Identify each line below that contains the word "with", and copy those lines.

===== Material provided

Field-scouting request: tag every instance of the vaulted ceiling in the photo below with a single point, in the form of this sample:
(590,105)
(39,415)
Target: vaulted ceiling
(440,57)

==========
===== Material provided

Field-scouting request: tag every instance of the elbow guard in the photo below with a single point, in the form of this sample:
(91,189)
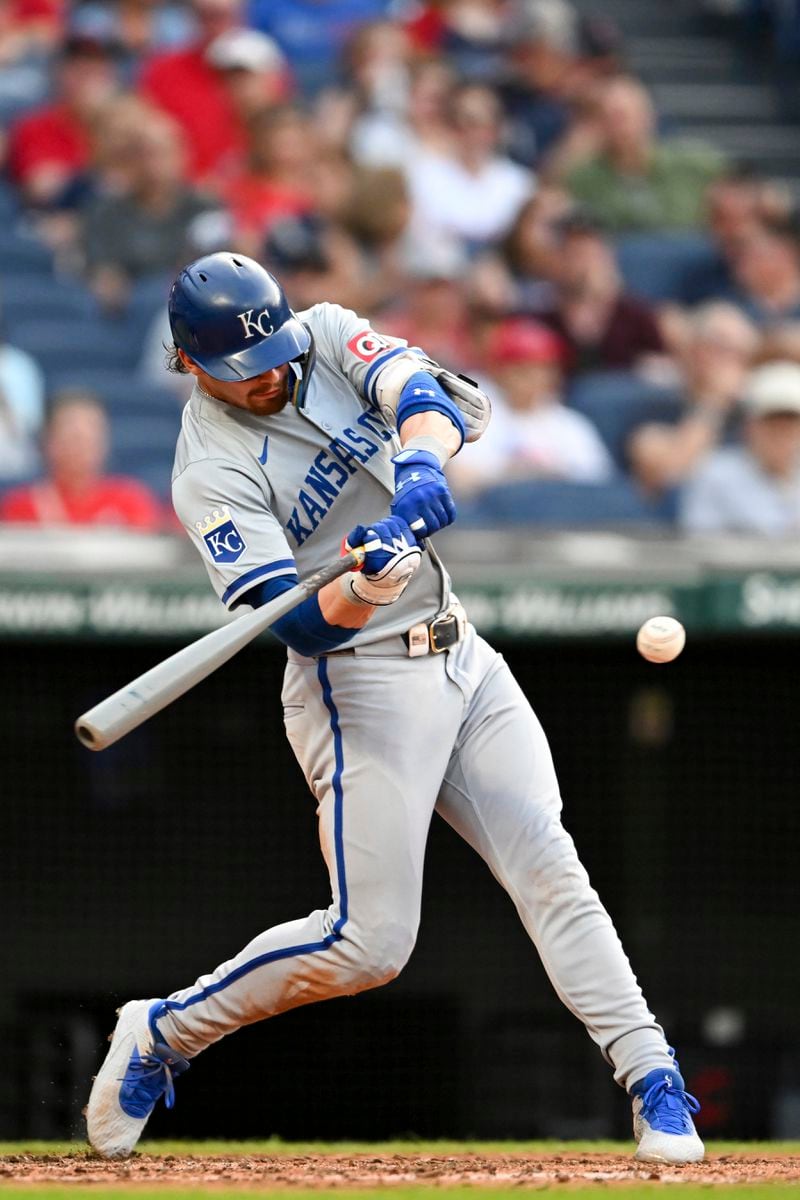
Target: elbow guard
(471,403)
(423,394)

==========
===== Material provided

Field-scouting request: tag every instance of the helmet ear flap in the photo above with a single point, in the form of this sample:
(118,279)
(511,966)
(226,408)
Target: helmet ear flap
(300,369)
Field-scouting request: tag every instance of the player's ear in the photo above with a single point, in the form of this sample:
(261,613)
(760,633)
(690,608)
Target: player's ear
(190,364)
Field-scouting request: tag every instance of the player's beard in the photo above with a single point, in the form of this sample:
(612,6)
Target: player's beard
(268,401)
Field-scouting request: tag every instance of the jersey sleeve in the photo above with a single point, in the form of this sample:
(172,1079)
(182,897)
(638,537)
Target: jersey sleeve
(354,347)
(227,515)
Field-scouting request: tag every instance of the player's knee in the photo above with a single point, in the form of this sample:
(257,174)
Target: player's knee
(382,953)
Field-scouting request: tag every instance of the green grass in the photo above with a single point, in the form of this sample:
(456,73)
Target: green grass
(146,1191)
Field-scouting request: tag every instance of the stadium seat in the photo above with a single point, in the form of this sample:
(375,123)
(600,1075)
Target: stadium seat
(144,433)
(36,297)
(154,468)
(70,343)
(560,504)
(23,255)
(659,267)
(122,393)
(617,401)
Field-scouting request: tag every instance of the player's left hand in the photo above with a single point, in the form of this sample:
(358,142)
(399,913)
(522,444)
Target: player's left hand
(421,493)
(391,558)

==========

* Full output
Field-scouting request: tag every instance of the vaulted ceiling in the photo below with a single point, in the form of this sample:
Field-scouting request: tag every instance of the elbow guard in the photo below with a single point, in the form of this sample:
Field-scouting request: tag every instance of the helmet ear flap in the photo above with a single point, in the form of this sample:
Field-scouting request: tag every instance of the player's ear in the photo above with a single point, in the form of this sample:
Field-scouting request: tag every instance of the player's beard in the photo above with a single point, in the form of this sample:
Field-scouting request: tag every instance of the jersey sleeve in the photo above with a single point, in the form of this sample:
Field-scouting request: tag every instance of the player's knee in the photo above with a single point, in the form of this sample:
Field-scouting request: tag every instance of the green grass in the photo above with a single point, in the form of this sample:
Field-scouting request: tag every instance of the stadium seat in the photo above with a single point, in the form of this sample:
Field-scouting request: tag every instance of the player's left hand in the photo above with a single point, in the form of this sample:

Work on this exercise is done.